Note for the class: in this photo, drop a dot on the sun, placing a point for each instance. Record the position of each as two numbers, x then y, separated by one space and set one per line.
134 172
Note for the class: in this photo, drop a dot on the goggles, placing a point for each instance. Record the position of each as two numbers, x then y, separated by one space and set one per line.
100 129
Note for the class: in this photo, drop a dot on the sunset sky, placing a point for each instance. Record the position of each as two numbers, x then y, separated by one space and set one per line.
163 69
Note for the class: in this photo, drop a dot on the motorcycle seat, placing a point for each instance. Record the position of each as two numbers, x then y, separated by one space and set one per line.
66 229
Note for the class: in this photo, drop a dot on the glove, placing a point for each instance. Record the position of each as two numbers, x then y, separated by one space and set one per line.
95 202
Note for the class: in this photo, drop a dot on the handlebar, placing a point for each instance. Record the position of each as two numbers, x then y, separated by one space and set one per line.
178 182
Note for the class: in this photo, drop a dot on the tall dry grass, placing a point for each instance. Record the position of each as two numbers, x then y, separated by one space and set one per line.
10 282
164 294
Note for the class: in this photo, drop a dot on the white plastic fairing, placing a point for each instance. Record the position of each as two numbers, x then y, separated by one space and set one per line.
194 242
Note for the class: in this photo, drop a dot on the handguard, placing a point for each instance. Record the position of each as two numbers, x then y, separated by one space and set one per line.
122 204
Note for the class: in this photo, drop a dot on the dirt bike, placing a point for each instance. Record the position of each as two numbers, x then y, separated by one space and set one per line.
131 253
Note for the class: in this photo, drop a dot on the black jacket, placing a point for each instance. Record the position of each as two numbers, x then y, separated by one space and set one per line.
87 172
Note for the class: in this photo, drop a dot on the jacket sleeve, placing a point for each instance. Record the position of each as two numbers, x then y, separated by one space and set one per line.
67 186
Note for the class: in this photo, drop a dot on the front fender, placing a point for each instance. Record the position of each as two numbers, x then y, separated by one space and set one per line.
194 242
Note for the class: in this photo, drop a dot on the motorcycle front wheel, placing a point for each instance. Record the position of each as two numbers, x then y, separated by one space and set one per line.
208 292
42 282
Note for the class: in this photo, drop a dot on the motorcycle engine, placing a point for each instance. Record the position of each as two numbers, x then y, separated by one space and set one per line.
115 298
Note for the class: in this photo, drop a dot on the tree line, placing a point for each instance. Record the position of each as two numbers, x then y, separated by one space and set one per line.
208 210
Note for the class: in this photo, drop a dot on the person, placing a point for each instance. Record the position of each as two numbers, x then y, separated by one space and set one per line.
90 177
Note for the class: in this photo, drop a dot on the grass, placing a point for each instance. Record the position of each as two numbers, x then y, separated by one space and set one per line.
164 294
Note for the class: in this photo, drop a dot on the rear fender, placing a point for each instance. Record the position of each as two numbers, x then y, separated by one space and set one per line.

·····

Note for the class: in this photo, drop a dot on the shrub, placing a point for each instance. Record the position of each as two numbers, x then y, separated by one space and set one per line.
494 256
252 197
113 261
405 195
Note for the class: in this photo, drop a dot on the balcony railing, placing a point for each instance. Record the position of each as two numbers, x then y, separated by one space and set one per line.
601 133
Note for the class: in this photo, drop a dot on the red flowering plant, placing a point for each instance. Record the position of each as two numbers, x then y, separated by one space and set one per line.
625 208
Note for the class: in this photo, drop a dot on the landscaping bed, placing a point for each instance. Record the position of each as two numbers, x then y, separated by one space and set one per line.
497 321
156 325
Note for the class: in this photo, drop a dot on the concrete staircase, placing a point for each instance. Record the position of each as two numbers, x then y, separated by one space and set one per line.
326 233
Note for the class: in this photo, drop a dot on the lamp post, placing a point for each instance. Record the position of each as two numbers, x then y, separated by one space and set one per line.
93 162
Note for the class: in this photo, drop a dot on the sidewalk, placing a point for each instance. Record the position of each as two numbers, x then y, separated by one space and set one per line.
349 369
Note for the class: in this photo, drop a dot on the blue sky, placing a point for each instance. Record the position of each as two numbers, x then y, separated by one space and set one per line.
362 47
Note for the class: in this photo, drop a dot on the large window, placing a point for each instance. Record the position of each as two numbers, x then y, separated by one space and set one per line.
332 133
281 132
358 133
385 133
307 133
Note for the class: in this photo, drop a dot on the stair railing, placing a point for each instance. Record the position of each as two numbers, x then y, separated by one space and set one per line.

·····

Stated task ▸ Which lines of the data contain the word "fender", with case taken into account? Identify each one and copy it in full.

Output for this task ▸
Note for the class: in this photo, drop a dot on the front fender, placing a point for each instance. Record the position of each as two numbers, x then y, separated by one space and set one per line.
Note for the class: in this photo, drop a dot on the rear fender, placing a point for each instance. Record the position of each as two numbers, x then y, separated by one space and set one per line.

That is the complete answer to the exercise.